Task to carry out → Show every line in the listing below that contains the word "building", copying each one in full.

** Begin **

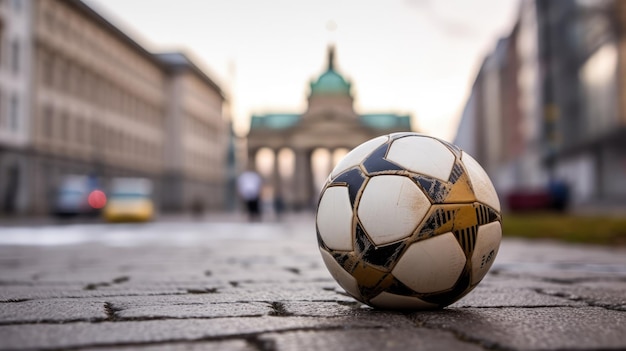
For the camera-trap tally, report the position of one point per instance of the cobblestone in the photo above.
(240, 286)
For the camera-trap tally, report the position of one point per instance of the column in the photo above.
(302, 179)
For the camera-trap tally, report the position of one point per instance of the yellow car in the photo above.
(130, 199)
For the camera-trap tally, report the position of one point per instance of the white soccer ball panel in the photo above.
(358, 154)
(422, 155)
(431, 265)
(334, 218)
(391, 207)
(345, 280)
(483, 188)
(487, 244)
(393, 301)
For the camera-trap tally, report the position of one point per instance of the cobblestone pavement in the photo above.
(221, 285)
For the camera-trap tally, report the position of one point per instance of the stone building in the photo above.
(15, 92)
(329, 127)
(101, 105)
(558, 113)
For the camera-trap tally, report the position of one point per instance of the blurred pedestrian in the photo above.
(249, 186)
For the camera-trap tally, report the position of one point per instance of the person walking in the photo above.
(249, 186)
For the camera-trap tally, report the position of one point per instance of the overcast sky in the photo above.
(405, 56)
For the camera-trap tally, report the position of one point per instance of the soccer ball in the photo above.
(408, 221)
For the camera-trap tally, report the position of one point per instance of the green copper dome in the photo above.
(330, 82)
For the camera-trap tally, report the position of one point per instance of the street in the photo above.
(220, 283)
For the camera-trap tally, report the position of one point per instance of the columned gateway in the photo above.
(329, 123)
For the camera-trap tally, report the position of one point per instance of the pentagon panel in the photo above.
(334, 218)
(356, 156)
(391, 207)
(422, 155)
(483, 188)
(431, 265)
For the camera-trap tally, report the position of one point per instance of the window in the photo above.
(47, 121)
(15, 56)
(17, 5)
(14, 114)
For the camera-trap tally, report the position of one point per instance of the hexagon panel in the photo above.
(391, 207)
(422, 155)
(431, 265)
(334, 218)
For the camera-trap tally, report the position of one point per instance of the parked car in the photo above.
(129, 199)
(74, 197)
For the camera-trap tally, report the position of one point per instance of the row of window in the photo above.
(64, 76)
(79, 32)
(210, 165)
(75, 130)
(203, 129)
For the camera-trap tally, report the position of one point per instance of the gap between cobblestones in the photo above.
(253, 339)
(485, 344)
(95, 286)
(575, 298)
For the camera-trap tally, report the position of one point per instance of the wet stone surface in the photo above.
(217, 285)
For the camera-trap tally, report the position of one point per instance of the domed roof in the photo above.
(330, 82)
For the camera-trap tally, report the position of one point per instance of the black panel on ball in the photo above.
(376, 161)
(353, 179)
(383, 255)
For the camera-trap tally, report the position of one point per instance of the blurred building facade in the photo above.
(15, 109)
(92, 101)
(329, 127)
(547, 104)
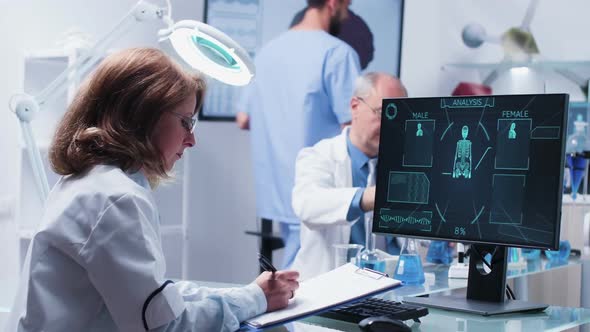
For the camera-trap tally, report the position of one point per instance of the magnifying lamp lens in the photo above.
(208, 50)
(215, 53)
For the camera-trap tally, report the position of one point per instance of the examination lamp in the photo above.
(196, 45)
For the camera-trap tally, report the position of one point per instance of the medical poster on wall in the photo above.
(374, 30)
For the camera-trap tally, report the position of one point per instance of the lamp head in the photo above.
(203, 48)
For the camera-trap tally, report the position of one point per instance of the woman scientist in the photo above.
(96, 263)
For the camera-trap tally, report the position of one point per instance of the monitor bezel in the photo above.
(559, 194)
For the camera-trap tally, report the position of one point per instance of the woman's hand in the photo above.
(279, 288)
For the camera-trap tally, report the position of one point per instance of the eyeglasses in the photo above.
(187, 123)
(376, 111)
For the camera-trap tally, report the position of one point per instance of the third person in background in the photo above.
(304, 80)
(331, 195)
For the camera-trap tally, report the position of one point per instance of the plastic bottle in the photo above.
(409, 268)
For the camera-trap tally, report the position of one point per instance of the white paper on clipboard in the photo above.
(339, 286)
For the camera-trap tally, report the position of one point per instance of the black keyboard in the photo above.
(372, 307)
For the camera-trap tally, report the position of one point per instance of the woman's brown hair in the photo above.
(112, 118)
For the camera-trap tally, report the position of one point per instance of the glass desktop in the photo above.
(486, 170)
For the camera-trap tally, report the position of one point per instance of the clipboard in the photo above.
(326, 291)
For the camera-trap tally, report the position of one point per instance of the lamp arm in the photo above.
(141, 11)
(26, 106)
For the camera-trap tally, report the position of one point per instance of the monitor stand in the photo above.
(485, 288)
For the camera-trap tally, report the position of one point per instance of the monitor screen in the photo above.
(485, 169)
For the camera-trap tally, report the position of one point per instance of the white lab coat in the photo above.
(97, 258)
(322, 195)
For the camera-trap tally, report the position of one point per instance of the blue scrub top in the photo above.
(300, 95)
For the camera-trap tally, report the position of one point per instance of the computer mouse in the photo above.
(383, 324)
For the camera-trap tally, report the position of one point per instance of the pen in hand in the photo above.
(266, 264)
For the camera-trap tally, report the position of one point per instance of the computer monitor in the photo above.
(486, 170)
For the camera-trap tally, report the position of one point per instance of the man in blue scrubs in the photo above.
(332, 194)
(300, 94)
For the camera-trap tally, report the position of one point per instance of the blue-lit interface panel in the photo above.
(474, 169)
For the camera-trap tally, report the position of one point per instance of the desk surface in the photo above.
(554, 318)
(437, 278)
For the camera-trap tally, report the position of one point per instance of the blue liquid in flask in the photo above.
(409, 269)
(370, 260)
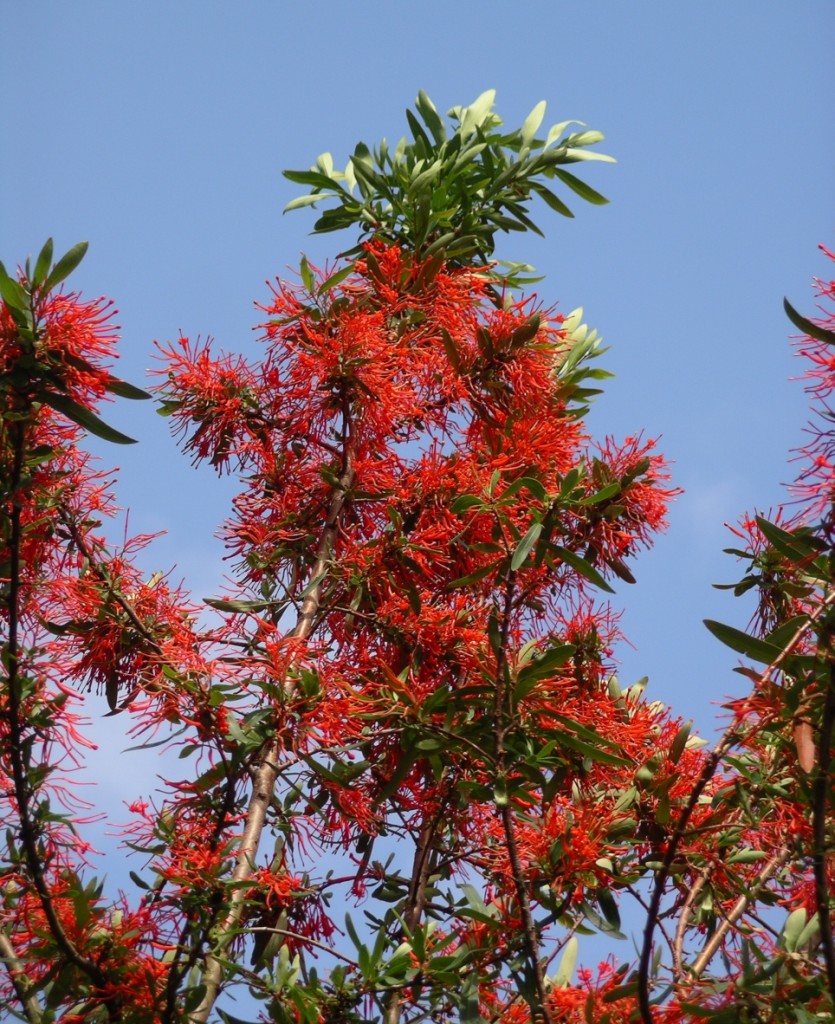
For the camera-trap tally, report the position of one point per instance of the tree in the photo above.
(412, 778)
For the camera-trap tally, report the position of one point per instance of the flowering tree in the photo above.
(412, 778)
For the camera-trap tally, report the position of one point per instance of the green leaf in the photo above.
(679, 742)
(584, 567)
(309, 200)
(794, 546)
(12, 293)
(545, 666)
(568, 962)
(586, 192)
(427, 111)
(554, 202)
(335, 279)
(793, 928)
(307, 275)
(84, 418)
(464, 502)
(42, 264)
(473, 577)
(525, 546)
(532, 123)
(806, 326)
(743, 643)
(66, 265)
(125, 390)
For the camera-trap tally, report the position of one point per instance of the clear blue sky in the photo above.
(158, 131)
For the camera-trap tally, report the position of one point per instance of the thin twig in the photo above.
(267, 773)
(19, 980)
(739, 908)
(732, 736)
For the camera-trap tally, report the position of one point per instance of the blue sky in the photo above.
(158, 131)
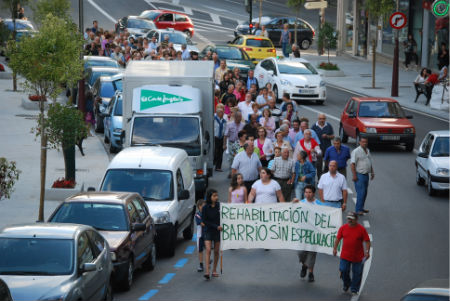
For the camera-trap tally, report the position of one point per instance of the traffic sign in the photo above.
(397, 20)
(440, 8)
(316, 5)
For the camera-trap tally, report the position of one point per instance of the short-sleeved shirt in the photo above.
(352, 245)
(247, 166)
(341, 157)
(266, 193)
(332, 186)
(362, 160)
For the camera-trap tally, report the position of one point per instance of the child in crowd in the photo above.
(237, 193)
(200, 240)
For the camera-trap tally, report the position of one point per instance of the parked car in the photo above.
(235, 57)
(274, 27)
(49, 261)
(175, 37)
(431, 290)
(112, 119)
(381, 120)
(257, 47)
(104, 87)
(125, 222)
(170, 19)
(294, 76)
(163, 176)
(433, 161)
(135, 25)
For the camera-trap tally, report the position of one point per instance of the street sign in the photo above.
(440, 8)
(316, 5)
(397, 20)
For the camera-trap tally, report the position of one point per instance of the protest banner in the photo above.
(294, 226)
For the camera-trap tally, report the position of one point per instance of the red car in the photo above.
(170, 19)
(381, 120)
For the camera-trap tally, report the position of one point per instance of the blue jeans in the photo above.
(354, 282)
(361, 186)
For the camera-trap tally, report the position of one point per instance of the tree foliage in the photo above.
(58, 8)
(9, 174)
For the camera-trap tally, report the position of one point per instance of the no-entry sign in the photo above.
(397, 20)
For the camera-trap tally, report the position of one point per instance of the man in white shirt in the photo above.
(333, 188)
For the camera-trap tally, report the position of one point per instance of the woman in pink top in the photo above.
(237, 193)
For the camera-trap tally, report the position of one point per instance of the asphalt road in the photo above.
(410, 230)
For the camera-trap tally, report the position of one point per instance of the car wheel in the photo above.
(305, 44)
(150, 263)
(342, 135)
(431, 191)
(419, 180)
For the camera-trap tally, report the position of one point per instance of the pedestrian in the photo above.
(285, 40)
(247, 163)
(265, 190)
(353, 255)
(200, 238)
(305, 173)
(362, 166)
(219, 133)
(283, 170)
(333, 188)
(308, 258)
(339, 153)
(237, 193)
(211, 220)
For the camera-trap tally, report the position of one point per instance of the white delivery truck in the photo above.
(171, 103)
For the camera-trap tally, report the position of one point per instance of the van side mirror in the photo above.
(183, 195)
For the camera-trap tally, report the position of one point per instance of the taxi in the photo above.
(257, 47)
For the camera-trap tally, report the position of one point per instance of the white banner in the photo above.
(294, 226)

** End **
** Begin **

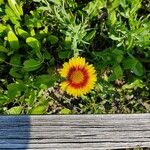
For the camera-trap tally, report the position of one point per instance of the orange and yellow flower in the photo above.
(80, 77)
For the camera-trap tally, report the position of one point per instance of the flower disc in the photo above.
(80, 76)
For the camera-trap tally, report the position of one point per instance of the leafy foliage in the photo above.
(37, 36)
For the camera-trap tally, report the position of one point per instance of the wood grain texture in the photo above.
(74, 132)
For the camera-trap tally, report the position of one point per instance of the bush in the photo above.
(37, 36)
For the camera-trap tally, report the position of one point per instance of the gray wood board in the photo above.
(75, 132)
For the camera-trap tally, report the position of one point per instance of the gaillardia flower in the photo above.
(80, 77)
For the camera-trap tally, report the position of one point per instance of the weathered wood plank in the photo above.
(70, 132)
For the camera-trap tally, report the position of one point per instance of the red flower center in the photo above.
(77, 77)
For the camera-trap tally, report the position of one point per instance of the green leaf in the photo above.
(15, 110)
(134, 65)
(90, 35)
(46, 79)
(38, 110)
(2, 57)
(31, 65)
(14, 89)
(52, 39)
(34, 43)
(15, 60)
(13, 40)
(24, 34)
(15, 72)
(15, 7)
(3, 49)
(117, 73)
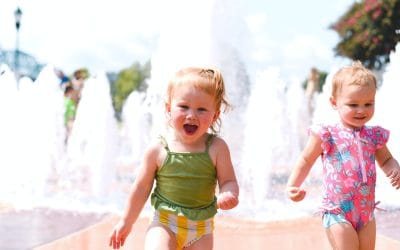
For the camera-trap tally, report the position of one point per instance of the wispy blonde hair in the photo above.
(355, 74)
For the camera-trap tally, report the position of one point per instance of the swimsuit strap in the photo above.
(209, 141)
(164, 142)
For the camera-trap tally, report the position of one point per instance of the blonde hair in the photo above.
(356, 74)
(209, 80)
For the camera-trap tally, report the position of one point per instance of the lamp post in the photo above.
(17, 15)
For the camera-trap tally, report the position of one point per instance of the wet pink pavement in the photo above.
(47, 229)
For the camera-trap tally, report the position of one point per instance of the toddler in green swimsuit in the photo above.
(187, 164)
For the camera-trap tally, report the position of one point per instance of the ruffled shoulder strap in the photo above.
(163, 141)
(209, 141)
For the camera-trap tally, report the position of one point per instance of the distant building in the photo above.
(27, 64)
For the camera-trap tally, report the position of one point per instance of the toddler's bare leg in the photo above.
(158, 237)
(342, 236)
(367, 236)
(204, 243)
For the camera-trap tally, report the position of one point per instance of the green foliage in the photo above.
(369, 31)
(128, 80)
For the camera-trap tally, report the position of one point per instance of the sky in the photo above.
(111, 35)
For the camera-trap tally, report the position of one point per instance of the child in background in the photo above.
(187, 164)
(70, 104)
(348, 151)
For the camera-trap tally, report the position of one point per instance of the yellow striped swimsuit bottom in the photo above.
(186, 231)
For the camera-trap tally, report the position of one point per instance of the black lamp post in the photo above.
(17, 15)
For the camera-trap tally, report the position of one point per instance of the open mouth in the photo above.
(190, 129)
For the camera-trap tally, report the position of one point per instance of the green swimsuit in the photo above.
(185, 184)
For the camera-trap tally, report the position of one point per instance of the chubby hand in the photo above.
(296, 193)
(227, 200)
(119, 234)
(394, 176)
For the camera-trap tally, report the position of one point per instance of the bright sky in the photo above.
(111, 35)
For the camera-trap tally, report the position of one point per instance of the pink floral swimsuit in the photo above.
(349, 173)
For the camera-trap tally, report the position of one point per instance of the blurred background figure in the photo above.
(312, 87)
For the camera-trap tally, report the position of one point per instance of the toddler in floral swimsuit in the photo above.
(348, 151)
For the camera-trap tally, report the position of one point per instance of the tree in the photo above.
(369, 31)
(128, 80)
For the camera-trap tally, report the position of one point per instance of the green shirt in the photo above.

** End **

The result →
For the camera-trap tally, report the position of one point per instance of the stone building in the photo above.
For the camera-trap tally, report the position of one point per instance of the blurred building facade in the photo above.
For the camera-trap tally, report the position of one point per instance of the distant building in the photo above.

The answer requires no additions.